Excerpted text:

::::::::::

# Pleco's and Cichlids?



## steve426

I have heard mixed opinions on keeping pleco's in an aquarium with cichlids. I have been told that the pleco's will sometimes kill cichlids in the middle of the night. Just wondering if anybody has had any bad experiences after mixing pleco's with there cichlids?


----------



## cindylou

I added a pleco w/ my cichlids hope that is false...So far so good... :fish: :fish:


----------



## lloyd

IME, it depends very much on the variant of either. many fancy/small pleco can get killed outright when added to established cichlid tanks. but not too often seen the other way around.

::::::::::

Listed entries:
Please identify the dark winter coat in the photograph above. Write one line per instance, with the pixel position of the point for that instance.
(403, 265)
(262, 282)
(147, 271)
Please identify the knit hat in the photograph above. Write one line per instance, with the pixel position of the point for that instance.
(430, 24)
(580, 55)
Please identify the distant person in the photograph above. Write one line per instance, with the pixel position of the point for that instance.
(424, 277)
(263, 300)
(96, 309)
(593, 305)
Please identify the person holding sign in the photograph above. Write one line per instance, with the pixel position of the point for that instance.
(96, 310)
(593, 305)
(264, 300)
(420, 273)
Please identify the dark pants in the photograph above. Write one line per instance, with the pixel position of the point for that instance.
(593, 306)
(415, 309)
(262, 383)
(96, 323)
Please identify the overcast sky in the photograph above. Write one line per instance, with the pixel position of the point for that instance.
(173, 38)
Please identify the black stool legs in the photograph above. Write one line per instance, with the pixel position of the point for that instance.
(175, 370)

::::::::::

Work instructions:
a) In the pleco and cichlid thread, what does lloyd say happens to many fancy or small plecos added to established cichlid tanks?
b) Transcribe the stretch of the pleco and cichlid thread from "I have heard" through "with there cichlids?".
c) Pick up the pleco and cichlid thread after its final sentence and continue it.

Written answers:
a) They can get killed outright.

b)
I have heard mixed opinions on keeping pleco's in an aquarium with cichlids. I have been told that the pleco's will sometimes kill cichlids in the middle of the night. Just wondering if anybody has had any bad experiences after mixing pleco's with there cichlids?

c)
----------



## DJRansome

I have a bristlenose pleco with my cichlids as I wanted an algae eater. She is doing well. I think bristlenose have the best odds of success, and odds are improved when the bristlenose and cichlids are young and all introduced to the tank at the same time.

The danger is to the pleco, however. Cichlids like to peck at the eyes, sometimes killing the pleco in the process.


----------



## Toby_H

If you put a 12" Pleco in with a 3" Cichlid... the big fish might eat the little fish...

If you put a 12" Cichlid in with a 3" Pleco... the big fish might eat the little fish...

It's in a fish's nature to eat smaller fish... But if you take size and aggression into consideration when choosing tankmates, there is no reason why you cannot keep Plecos with Cichlids....


----------



## lloyd

to better address your Q: what type of pleco vs. cichlid mix are you considering?


----------



## cindylou

My Pleco is already in the tank..Not sure what kind he is..LFS sold him to me and said he would be fine...I also have 3 Syno cats in a quarantine tank that I just bought waiting to go in there..

55g.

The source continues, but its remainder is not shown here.